### SELECTED TEXT
★ ★ ★ ★

In other words, defendants have failed to identify a legitimate bankruptcy function that any of Tailored Fund's claims would directly affect. Accordingly, none of plaintiff's claims are core.

However, finding plaintiff's claims to be non-core does not end the inquiry. Even a non-core claim affords jurisdiction under 28 U.S.C. § 1334(b) so long as the claim is still "related to" a case arising under title 11. A "non-core" claim may nevertheless be related to a bankruptcy proceeding if its outcome "may have a 'conceivable effect' on the bankruptcy case." In re AOG Ent., Inc., 569 B.R. 563, 574 (S.D.N.Y. 2017); see In re Cuyahoga Equip. Corp., 980 F.2d 110, 114-15 (2d Cir. 1992) ("[L]itigation falls within a bankruptcy court's 'related to' jurisdiction if it 'has a significant connection with a pending bankruptcy proceeding such that its outcome might have any conceivable effect on the bankrupt estate.").

Although defendants failed to carry the day on establishing that Tailored Fund's claims are core proceedings, defendants have met their burden of clearing the more modest hurdle that those claims are related to a bankruptcy proceeding. As for RWDY itself, most courts confronting facts like these have found that a pre-petition tort claim against a debtor qualifies as a "related proceeding." See, e.g., Argus Grp., 206 B.R. at 748 n.17 (collecting cases noting that pre-petition tort claims against debtor are non-core but related to bankruptcy).

★ ★ ★ ★

### STORED RECORDS
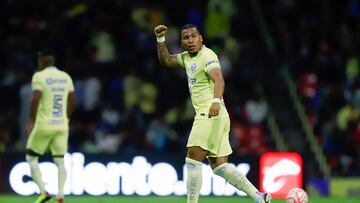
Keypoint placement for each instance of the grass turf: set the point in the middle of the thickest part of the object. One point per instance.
(155, 199)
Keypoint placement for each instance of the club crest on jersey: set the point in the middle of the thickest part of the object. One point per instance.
(193, 67)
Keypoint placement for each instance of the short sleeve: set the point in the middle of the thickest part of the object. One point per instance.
(180, 59)
(36, 82)
(211, 62)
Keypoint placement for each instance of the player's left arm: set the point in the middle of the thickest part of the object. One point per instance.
(217, 77)
(33, 111)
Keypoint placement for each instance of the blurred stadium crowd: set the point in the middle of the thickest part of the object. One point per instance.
(125, 101)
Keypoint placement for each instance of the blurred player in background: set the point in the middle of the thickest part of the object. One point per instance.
(209, 136)
(48, 128)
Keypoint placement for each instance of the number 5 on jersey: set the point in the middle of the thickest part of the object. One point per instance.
(57, 107)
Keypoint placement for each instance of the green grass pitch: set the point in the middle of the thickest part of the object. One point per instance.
(155, 199)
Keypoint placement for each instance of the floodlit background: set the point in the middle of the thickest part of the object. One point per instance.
(291, 69)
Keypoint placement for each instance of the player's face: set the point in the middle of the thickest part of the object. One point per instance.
(191, 40)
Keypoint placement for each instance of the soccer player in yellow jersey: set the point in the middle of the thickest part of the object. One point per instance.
(51, 107)
(209, 136)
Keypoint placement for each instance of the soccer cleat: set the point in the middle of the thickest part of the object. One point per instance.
(43, 198)
(266, 198)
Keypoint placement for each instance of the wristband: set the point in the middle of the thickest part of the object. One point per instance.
(216, 100)
(160, 39)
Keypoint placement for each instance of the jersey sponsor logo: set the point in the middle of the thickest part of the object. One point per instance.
(52, 81)
(193, 67)
(211, 62)
(280, 172)
(58, 89)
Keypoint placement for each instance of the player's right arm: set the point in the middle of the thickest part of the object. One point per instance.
(36, 87)
(163, 54)
(33, 111)
(71, 98)
(70, 104)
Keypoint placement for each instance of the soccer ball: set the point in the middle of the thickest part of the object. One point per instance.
(297, 195)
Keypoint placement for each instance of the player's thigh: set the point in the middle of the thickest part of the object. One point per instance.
(59, 143)
(220, 139)
(38, 140)
(196, 153)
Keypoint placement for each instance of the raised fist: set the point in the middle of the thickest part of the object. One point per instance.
(160, 30)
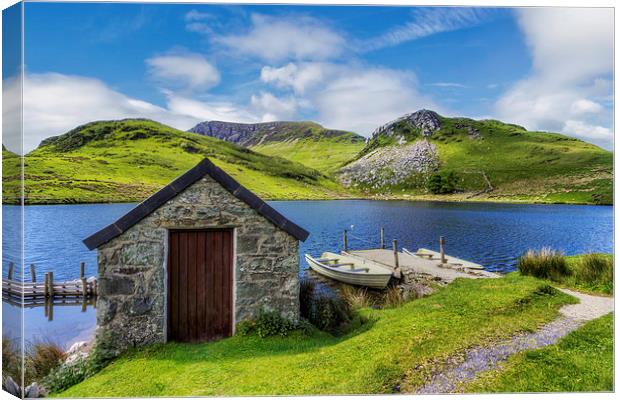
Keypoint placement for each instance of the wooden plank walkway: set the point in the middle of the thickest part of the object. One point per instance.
(420, 265)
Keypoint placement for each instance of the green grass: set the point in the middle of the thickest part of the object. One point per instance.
(126, 161)
(583, 361)
(522, 166)
(323, 155)
(397, 346)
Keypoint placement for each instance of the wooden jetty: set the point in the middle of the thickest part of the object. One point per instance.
(436, 264)
(48, 293)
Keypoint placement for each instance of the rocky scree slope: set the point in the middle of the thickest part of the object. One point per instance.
(489, 158)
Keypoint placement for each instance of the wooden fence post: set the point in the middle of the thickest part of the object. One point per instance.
(442, 242)
(395, 246)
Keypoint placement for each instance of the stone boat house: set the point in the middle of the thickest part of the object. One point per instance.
(191, 261)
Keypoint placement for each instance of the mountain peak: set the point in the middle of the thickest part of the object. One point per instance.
(426, 121)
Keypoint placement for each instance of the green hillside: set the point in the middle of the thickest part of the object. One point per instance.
(122, 161)
(305, 142)
(486, 160)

★ ★ ★ ★

### TO BE DONE
1. Copy the bankruptcy jurisdiction passage verbatim, everything from "In other words, defendants" down to "claims are core.".
2. Answer these from the bankruptcy jurisdiction passage:
(a) Under which statute can a non-core claim still afford jurisdiction if it is "related to" a case arising under title 11?
(b) Which court decided In re Cuyahoga Equip. Corp., and in what year?
(c) According to the cases collected in Argus Grp., how are pre-petition tort claims against a debtor classified?
3. Write the next part of the bankruptcy jurisdiction passage, continuing from its final sentence.
The entries are separate from the bankruptcy jurisdiction passage and are not part of it.

### TASK-BY-TASK ANSWERS
1.
In other words, defendants have failed to identify a legitimate bankruptcy function that any of Tailored Fund's claims would directly affect. Accordingly, none of plaintiff's claims are core.

2.
(a) 28 U.S.C. § 1334(b)
(b) The 2d Cir., in 1992
(c) As non-core but related to bankruptcy

3.
As for the non-debtor defendants, even setting their relationship with RWDY to the side, a satisfied claim against the non-debtor defendants would reduce the debtor defendant's obligation under New York's joint and several liability rules. Sommer, 593 N.E.2d at 1372 (noting that tortfeasor under New York joint and several liability may seek contribution from co-tortfeasors for payment of judgment beyond its share, implying that each tortfeasor need only pay a share of the debt if others are liable). As a result, any payment by the non-debtor defendants would positively affect the debtor defendant's liability, which would relate the claims against the non-debtor defendants to the bankruptcy proceeding.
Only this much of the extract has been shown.